### [DIRECTIONS FOR THIS TASK]
Which lines in the entries below contain the string "ferris", with case taken into account? Pick out each such line and copy it.

### [Data entries]
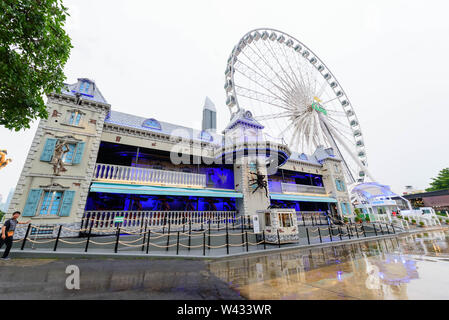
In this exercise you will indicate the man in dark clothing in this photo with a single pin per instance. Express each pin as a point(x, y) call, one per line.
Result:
point(8, 232)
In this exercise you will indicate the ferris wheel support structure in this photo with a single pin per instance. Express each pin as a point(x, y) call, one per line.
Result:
point(293, 93)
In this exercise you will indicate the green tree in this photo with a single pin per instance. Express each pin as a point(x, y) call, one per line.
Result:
point(33, 51)
point(441, 182)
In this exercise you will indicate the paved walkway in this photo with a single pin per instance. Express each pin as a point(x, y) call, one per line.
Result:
point(237, 245)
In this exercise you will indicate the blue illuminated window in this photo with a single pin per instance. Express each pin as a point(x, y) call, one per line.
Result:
point(152, 124)
point(340, 185)
point(51, 202)
point(74, 118)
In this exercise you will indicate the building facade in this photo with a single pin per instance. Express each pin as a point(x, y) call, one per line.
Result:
point(88, 161)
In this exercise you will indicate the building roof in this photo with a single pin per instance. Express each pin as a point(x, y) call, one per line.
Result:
point(244, 118)
point(426, 194)
point(154, 125)
point(370, 190)
point(321, 154)
point(86, 88)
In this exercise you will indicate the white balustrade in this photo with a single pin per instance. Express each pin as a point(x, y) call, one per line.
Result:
point(299, 188)
point(110, 172)
point(138, 219)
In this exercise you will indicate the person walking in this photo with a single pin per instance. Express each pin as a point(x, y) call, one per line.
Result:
point(8, 232)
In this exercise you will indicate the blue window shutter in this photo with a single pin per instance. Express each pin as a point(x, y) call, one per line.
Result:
point(79, 152)
point(343, 208)
point(349, 208)
point(67, 203)
point(49, 149)
point(34, 196)
point(337, 183)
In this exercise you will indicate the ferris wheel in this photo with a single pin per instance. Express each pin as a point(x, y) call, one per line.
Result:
point(290, 91)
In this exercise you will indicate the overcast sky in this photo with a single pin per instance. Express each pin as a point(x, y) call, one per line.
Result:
point(161, 59)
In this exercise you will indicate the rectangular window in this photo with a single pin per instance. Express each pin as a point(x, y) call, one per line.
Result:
point(51, 203)
point(267, 219)
point(343, 208)
point(286, 221)
point(68, 157)
point(74, 118)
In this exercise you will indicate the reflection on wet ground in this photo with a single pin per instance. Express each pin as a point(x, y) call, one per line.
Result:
point(410, 267)
point(111, 279)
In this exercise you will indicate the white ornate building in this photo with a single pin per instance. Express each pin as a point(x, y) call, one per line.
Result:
point(115, 163)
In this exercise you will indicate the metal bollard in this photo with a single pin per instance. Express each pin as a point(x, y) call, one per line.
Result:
point(26, 236)
point(204, 243)
point(279, 239)
point(227, 239)
point(168, 235)
point(148, 241)
point(87, 241)
point(144, 236)
point(117, 240)
point(263, 237)
point(57, 239)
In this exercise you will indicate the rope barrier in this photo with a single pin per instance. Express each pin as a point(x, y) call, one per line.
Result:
point(130, 245)
point(165, 247)
point(75, 242)
point(34, 241)
point(100, 243)
point(187, 246)
point(133, 241)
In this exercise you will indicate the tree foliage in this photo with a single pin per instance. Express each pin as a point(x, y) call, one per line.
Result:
point(441, 182)
point(34, 48)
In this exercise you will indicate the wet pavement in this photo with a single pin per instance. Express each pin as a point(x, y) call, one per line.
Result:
point(410, 267)
point(111, 279)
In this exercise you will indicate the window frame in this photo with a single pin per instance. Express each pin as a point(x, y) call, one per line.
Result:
point(50, 207)
point(75, 113)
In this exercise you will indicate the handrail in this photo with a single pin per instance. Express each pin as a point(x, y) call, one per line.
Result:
point(111, 172)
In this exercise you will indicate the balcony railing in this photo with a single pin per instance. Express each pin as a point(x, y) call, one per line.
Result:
point(114, 173)
point(299, 188)
point(104, 220)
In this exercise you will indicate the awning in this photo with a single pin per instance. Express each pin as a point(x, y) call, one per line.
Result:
point(159, 190)
point(297, 197)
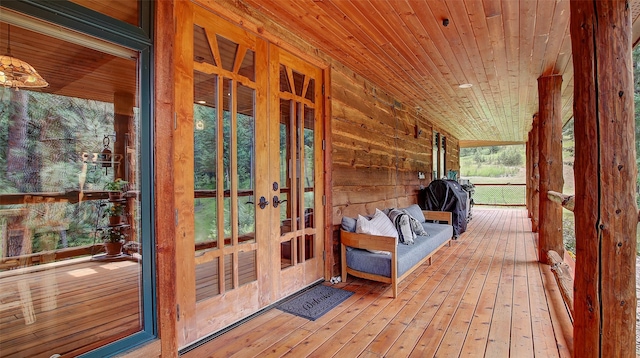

### [REPLY TO THE EXERCISE]
In this exercise you will indicate the ferris wheel support structure in this photo with a single pin per instance. Express each pin as a point(x, y) call, one per line.
In this exercise you will indicate the ferris wheel in this photo with a single pin per instance. Express each pin as a point(x, y) call, one per line.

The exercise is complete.